--- PASSAGE TO READ ---

# Fiction writers.



## Austin Silver (Mar 17, 2018)

Anyone here write non-furry work?  I’ve noticed some talented writers in my ins and outs, and was just curious.  I myself have written mainly non-furry work, my biggest accomplishment was a 250,000 word novel that I burned just for the fun of burning paper.  I don’t save my work, or publish it, people call me crazy.  I write because I love to write, and feel a need to spill messy words over a clean page, reveling in my literary destruction.  What other writers are out there?  What are your eccentricities?


----------



## quoting_mungo (Mar 17, 2018)

Both husband and I write non-furry as well as furry work - mostly speculative fiction, though not exclusively. Of course, with speculative fiction you can also have races that arguably fall under the furry umbrella without the work being exclusively furry.

Most of my work is pretty slice-of-lifey; I enjoy throwing situations at established characters and working out how they react. In general I tend to be pretty mean to my characters. 

Some of my non-furry flash fics:
vixenscratch.furry-tales.net: Vixenscratch | A Taste of Rainbow
vixenscratch.furry-tales.net: Vixenscratch | The Transylvanian Hound
vixenscratch.furry-tales.net: Vixenscratch | The Star-Spangled Colt
vixenscratch.furry-tales.net: Vixenscratch | Killer in the Closet
vixenscratch.furry-tales.net: Vixenscratch | Always Prepared
vixenscratch.furry-tales.net: Vixenscratch | Cat’s New Gown (this one could be interpreted as furry, but I don't feel it is - it's intended to be more of a fable type thing, and though I've not explicitly noted it all the animals are non-anthro)
vixenscratch.furry-tales.net: Vixenscratch | Criminal Carpooling


----------



## Sablesword (Mar 18, 2018)

The great majority of my writing is non-furry. But then, as my profile says, I'm not really a furry, but rather someone who flirts with furry fandom, and I'm shamelessly using FurAffinity as another outlet for some of my kinky bondage stuff. 

The most "furry" things I've written would be my "Max and Melody" stories (where "Melody" is M'rerallie Clan Chumf - a space-pirate catgirl alien) and my older "Centaur tickling" stories that feature centaurs tickling humans. 

My stories in the "hostage corps" 'verse feature alien Bisnik with blue fur and horns (on the males only). But calling those stories "furry" would be a big stretch.

--- EXERCISES TO COMPLETE ---
[A] Answer these from the thread on fiction writers:
(i) What did Austin Silver do with the 250,000-word novel?
(ii) What kind of fiction does quoting_mungo say she and her husband mostly write?
(iii) What color fur do the alien Bisnik have in Sablesword's "hostage corps" stories?
[B] Extend the thread on fiction writers past its final sentence.
The rows that come after this play no part in it.

--- STORED DATA ---
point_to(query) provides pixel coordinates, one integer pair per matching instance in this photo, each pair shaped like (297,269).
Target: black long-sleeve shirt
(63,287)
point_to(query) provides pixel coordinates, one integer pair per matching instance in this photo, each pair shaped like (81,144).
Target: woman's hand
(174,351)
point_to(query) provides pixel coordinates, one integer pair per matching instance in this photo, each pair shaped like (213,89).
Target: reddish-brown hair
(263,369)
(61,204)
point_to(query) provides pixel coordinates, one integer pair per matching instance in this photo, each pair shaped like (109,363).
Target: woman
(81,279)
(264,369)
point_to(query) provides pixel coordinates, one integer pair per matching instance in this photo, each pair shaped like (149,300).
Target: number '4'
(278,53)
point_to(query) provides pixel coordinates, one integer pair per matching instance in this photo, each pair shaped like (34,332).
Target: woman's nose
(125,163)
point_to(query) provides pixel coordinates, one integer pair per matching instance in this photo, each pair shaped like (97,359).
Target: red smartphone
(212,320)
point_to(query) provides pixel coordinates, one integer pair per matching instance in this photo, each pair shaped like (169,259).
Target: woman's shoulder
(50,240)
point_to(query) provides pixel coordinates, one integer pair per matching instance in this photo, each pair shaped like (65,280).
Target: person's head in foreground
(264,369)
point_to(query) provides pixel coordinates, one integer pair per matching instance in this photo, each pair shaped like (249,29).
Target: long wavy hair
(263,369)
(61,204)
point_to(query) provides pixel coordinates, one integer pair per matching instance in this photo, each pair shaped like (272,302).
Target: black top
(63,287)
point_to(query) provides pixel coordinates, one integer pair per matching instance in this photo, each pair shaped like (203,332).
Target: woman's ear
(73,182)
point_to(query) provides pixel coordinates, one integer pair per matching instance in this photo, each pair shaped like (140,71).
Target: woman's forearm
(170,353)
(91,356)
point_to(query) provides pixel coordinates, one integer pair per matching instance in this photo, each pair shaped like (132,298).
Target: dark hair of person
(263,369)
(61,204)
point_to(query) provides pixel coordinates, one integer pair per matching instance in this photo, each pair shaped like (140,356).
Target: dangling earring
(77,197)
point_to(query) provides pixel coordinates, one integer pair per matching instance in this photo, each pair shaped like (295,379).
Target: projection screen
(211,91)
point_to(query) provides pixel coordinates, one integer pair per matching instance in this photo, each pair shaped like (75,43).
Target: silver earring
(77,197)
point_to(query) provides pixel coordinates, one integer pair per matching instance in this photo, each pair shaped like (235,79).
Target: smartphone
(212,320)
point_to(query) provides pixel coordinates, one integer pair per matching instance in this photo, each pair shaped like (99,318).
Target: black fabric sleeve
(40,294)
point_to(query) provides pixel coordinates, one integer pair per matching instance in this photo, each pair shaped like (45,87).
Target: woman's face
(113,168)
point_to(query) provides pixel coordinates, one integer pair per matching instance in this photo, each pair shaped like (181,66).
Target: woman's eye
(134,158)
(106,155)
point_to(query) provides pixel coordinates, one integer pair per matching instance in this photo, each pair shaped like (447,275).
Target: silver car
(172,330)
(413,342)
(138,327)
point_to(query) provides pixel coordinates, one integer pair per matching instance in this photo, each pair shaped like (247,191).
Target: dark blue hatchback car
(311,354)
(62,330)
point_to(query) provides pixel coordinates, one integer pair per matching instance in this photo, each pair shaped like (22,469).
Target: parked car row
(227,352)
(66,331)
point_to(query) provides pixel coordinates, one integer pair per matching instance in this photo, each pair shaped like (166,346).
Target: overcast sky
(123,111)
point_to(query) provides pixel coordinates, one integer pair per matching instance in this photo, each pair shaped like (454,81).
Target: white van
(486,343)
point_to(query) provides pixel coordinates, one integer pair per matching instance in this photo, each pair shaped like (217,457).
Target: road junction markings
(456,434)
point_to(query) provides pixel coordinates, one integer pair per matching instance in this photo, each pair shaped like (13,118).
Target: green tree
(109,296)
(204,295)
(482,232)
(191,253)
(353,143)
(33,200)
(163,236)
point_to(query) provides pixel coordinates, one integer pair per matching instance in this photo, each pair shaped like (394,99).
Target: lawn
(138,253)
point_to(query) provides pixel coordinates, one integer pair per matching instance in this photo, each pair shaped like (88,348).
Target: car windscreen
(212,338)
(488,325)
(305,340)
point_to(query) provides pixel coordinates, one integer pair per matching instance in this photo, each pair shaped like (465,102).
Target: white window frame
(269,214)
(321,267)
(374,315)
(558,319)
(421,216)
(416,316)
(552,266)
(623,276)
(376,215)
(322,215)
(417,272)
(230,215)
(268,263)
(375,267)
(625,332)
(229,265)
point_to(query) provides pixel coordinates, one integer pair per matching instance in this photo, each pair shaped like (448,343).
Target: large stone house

--- FINAL RESULTS ---
[A]
(i) Burned it.
(ii) Speculative fiction.
(iii) Blue.

[B]
My stories about Elarra the green-skinned goblin slavegirl might be called "furry" if one shamelessly abused the term. They have furry-footed halflings, and the first one has Master Lutz as a minor character - a urbane and cultured lizardman slave dealer. 

My novels are all all-human, with three of them being fantasies set in a world with alchemical magic, and the fourth (actually the third written) set in my "Demancipation" alternate-history 1950s.


----------



## backpawscratcher (Mar 18, 2018)

I do some sci-fi stuff.  Most of it will never see the light of day.  I do it to get thoughts out of my head and be a bit creative.

Would never burn or destroy it though.  It sits there in a folder on my laptop.  It’s like keeping a diary in a way.


----------



## Shoiyo (Mar 18, 2018)

I've written a couple of pieces. Self published one, which I now regret because the last 5 chapters were a heap of steaming garbage, and should have been re done. I haven't written much since aside from an odd horror short or a sci-fi short.


----------



## Austin Silver (Mar 18, 2018)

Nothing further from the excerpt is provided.